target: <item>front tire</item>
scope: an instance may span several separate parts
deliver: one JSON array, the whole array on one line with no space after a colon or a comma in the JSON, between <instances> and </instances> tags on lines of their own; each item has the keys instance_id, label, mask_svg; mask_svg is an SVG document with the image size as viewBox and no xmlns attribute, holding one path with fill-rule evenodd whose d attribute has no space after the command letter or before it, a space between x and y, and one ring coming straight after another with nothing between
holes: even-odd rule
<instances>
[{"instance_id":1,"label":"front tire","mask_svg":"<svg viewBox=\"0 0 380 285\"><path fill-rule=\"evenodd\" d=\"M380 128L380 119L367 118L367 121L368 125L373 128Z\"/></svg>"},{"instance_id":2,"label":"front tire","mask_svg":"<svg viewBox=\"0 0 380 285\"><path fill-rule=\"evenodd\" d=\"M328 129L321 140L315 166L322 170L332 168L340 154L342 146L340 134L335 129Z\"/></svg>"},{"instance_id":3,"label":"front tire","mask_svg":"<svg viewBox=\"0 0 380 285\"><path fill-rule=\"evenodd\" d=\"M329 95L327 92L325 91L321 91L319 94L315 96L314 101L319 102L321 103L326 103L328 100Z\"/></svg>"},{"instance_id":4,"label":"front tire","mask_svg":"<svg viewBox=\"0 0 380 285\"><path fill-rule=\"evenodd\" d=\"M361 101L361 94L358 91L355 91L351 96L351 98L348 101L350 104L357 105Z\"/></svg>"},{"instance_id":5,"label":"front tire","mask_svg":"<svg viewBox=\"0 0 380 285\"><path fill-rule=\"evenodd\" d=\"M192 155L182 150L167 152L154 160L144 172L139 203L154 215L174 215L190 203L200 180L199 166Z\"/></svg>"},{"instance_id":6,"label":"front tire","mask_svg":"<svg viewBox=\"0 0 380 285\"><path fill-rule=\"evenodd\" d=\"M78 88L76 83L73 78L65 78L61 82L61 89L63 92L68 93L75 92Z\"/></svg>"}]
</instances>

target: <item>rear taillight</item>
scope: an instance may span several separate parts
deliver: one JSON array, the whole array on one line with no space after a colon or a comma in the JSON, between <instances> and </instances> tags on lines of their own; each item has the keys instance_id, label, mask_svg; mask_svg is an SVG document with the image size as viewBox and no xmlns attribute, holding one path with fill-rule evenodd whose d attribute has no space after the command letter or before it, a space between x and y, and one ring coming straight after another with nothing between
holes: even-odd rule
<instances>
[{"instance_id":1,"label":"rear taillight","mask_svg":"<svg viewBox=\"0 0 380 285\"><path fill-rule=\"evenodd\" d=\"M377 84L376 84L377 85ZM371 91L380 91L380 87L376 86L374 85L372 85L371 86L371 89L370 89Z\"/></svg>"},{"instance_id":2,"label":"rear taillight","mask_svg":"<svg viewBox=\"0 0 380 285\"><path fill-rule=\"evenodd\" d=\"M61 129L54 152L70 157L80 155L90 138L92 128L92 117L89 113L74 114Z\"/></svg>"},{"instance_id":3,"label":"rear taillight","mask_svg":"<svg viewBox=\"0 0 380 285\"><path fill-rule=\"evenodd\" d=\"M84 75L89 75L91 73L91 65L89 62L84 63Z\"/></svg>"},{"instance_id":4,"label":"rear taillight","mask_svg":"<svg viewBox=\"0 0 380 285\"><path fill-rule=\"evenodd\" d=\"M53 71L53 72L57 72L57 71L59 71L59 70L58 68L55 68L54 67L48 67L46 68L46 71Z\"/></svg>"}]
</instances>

#####

Please reproduce every line of the material above word for word, with no changes.

### RESPONSE TO THIS TASK
target: <item>front tire</item>
scope: an instance may span several separate parts
deliver: one JSON array, the whole array on one line with no space after a colon or a comma in the JSON, between <instances> and </instances> tags on lines of their own; each item has the keys instance_id, label, mask_svg; mask_svg is an SVG document with the image size as viewBox and no xmlns attribute, holding one path with fill-rule evenodd whose d attribute has no space after the command letter or before it, a space between x and y, and one ring coming straight after another with nothing between
holes: even-odd rule
<instances>
[{"instance_id":1,"label":"front tire","mask_svg":"<svg viewBox=\"0 0 380 285\"><path fill-rule=\"evenodd\" d=\"M380 128L380 119L367 118L367 121L368 125L373 128Z\"/></svg>"},{"instance_id":2,"label":"front tire","mask_svg":"<svg viewBox=\"0 0 380 285\"><path fill-rule=\"evenodd\" d=\"M328 129L321 140L315 166L322 170L332 168L340 154L342 146L340 134L335 129Z\"/></svg>"},{"instance_id":3,"label":"front tire","mask_svg":"<svg viewBox=\"0 0 380 285\"><path fill-rule=\"evenodd\" d=\"M329 95L327 92L325 91L321 91L319 94L315 96L314 101L319 102L321 103L326 103L328 100Z\"/></svg>"},{"instance_id":4,"label":"front tire","mask_svg":"<svg viewBox=\"0 0 380 285\"><path fill-rule=\"evenodd\" d=\"M361 101L361 94L358 91L355 91L351 96L351 98L348 101L350 104L357 105Z\"/></svg>"},{"instance_id":5,"label":"front tire","mask_svg":"<svg viewBox=\"0 0 380 285\"><path fill-rule=\"evenodd\" d=\"M192 155L182 150L167 152L154 160L144 172L139 203L154 215L174 215L190 203L200 180L199 166Z\"/></svg>"},{"instance_id":6,"label":"front tire","mask_svg":"<svg viewBox=\"0 0 380 285\"><path fill-rule=\"evenodd\" d=\"M78 88L76 83L73 78L65 78L61 82L61 89L63 92L68 93L75 92Z\"/></svg>"}]
</instances>

target: <item>rear taillight</item>
scope: an instance may span several separate parts
deliver: one JSON array, the whole array on one line with no space after a colon or a comma in the JSON, between <instances> and </instances> tags on lines of their own; each item has the keys instance_id, label, mask_svg; mask_svg is an SVG document with the image size as viewBox and no xmlns attribute, holding one path with fill-rule evenodd whose d attribute has no space after the command letter or before it, a space between x and y, and one ring coming straight after another with nothing between
holes: even-odd rule
<instances>
[{"instance_id":1,"label":"rear taillight","mask_svg":"<svg viewBox=\"0 0 380 285\"><path fill-rule=\"evenodd\" d=\"M377 84L376 84L377 85ZM371 91L380 91L380 87L376 86L374 85L372 85L371 86L371 89L370 89Z\"/></svg>"},{"instance_id":2,"label":"rear taillight","mask_svg":"<svg viewBox=\"0 0 380 285\"><path fill-rule=\"evenodd\" d=\"M61 129L54 152L70 157L80 155L90 138L92 128L92 117L89 113L74 114Z\"/></svg>"},{"instance_id":3,"label":"rear taillight","mask_svg":"<svg viewBox=\"0 0 380 285\"><path fill-rule=\"evenodd\" d=\"M84 75L89 75L91 73L91 65L89 62L84 63Z\"/></svg>"},{"instance_id":4,"label":"rear taillight","mask_svg":"<svg viewBox=\"0 0 380 285\"><path fill-rule=\"evenodd\" d=\"M53 71L53 72L57 72L57 71L59 71L59 70L58 68L55 68L54 67L48 67L46 68L46 71Z\"/></svg>"}]
</instances>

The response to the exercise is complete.